REQUIRED WORK:
1. In the passage on Super Bowl advertising, retype the stretch from "MORE: Big Olympics losers?" through "lot of jeers.".
2. According to the passage on Super Bowl advertising, what product was J.C. Penney promoting with its typo-filled tweets?

-- START OF PASSAGE TO READ --

MORE: Big Olympics losers? Sochi residents

If a brand’s spot doesn’t reflect the zeitgeist, it has to hope people will share it for some other reason — it’s hilarious, or shocking, or controversial. It isn’t enough anymore for a person to merely view a video; advertisers crave social media shares. Engagement, not clicks, is what counts. In that vein, J.C. Penney (JCP) attempted to get some play during the Super Bowl by sending out tweets laced with typos. (“Toughdown Seadawks! Is sSeattle going toa runaway wit h this???”) Later in the game, the account revealed it had all been a planned stunt to promote its own Sochi product, Team USA gloves: “Sorry for the typos. We were #TweetingWithMittens.” On Twitter, that met with a lot of laughs, but also a lot of jeers.

You might think having your brand mocked on social media doesn’t matter — that any press is good press — but that may not always be the case. “Oh, I think it matters,” says Schafer. “There are a couple of brands that advertise in the Super Bowl strictly to help their unaided awareness. So, the company that sells weather-liners for trucks [Weathertech]. But if you’ve already got name awareness, if you’re already Chrysler, you’re trying to cement yourself within somebody’s consideration set. You’re not going to get put in someone’s consideration set if you’re being talked about negatively.” Indeed, Chrysler and Maserati, both owned by Fiat, went with serious ads focused on themes of patriotism and drive, and both felt flat. Chrysler’s spot with Bob Dylan, in Schafer’s analysis, “aimed to do something provocative but it blew up in their faces a little bit because of the melodrama.” Maserati utilized 10-year-old actress Quvenzhane Wallis, much to the chagrin of media folks on Twitter: “Dylan selling cars, Prince on a sitcom, and the little girl from ‘Beasts of the Southern Wild’ in a Maserati ad. So ya, you’re depressed,” tweeted @davepell.

-- END OF PASSAGE TO READ --
-- START OF DATA EXTRACT --

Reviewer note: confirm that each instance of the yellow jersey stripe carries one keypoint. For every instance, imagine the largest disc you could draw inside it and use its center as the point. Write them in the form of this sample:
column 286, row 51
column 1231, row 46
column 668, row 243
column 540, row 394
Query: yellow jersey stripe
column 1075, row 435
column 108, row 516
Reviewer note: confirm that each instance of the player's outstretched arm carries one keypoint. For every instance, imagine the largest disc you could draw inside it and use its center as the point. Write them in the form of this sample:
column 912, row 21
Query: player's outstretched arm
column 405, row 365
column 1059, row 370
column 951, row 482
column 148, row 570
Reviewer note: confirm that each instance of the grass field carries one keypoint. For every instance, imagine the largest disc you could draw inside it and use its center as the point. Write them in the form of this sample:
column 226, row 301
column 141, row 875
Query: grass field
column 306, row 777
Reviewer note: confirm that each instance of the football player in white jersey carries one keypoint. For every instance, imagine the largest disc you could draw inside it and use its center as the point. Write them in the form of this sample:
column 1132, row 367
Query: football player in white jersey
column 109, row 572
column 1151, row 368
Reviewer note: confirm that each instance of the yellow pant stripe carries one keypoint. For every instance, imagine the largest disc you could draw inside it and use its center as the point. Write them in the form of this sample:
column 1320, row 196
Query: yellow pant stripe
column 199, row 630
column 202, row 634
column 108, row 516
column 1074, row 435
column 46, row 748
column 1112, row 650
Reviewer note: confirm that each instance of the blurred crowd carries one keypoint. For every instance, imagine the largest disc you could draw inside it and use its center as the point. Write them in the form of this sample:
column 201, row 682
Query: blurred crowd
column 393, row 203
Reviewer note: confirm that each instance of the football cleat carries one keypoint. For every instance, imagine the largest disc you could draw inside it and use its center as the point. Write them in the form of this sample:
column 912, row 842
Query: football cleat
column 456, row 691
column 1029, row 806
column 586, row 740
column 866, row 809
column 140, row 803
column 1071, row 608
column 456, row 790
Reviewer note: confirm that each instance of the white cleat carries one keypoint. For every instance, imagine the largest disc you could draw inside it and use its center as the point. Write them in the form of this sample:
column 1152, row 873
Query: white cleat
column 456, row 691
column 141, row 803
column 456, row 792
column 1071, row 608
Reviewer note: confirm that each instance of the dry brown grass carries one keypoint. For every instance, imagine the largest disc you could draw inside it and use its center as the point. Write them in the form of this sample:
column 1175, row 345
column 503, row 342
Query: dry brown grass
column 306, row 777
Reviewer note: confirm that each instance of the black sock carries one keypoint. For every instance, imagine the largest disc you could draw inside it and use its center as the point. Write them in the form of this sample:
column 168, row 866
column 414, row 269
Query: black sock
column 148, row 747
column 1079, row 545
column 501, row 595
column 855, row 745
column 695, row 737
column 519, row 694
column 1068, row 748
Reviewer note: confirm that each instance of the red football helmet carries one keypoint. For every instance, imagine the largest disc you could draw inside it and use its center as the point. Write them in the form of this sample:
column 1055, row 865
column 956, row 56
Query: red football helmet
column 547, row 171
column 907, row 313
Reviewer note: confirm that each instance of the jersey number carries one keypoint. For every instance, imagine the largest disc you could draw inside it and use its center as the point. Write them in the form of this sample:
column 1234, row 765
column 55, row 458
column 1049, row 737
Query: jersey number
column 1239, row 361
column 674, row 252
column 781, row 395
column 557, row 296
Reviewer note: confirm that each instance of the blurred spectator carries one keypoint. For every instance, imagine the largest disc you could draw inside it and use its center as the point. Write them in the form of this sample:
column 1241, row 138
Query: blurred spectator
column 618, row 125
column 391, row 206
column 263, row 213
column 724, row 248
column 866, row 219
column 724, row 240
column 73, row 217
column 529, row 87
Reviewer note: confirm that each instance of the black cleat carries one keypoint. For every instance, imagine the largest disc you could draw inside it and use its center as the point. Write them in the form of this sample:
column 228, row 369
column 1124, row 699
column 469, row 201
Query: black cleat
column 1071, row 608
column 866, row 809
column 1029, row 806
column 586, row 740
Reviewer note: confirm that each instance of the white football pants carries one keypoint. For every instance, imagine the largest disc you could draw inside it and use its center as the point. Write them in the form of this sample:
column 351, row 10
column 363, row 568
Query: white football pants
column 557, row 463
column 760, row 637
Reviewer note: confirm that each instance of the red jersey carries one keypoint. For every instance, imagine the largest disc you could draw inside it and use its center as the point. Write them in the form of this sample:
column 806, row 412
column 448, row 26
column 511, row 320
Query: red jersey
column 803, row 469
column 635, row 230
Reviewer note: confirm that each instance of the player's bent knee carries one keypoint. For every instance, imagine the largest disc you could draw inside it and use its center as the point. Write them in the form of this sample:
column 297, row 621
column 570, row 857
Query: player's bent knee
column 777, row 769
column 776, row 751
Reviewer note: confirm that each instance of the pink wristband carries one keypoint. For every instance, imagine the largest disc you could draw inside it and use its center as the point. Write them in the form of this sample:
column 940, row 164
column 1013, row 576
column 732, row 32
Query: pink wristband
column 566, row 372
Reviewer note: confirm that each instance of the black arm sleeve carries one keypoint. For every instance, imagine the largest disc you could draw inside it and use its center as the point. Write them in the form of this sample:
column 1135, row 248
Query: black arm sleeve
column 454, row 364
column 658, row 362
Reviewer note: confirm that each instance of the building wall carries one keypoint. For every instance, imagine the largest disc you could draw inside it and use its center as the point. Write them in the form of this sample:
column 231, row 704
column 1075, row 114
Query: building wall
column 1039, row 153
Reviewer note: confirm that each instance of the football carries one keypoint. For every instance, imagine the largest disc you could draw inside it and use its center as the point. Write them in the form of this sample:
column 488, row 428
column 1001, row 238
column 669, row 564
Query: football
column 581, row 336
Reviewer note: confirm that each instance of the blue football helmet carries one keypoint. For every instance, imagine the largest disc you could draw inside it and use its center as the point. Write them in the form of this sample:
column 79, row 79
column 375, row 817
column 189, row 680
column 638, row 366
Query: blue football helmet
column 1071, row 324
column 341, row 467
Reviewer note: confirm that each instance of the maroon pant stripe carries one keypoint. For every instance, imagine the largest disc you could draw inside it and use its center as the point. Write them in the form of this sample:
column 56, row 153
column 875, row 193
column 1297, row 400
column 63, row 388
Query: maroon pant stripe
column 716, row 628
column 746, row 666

-- END OF DATA EXTRACT --

RESULTS OF THE TASKS:
1.
MORE: Big Olympics losers? Sochi residents

If a brand’s spot doesn’t reflect the zeitgeist, it has to hope people will share it for some other reason — it’s hilarious, or shocking, or controversial. It isn’t enough anymore for a person to merely view a video; advertisers crave social media shares. Engagement, not clicks, is what counts. In that vein, J.C. Penney (JCP) attempted to get some play during the Super Bowl by sending out tweets laced with typos. (“Toughdown Seadawks! Is sSeattle going toa runaway wit h this???”) Later in the game, the account revealed it had all been a planned stunt to promote its own Sochi product, Team USA gloves: “Sorry for the typos. We were #TweetingWithMittens.” On Twitter, that met with a lot of laughs, but also a lot of jeers.

2. Team USA gloves.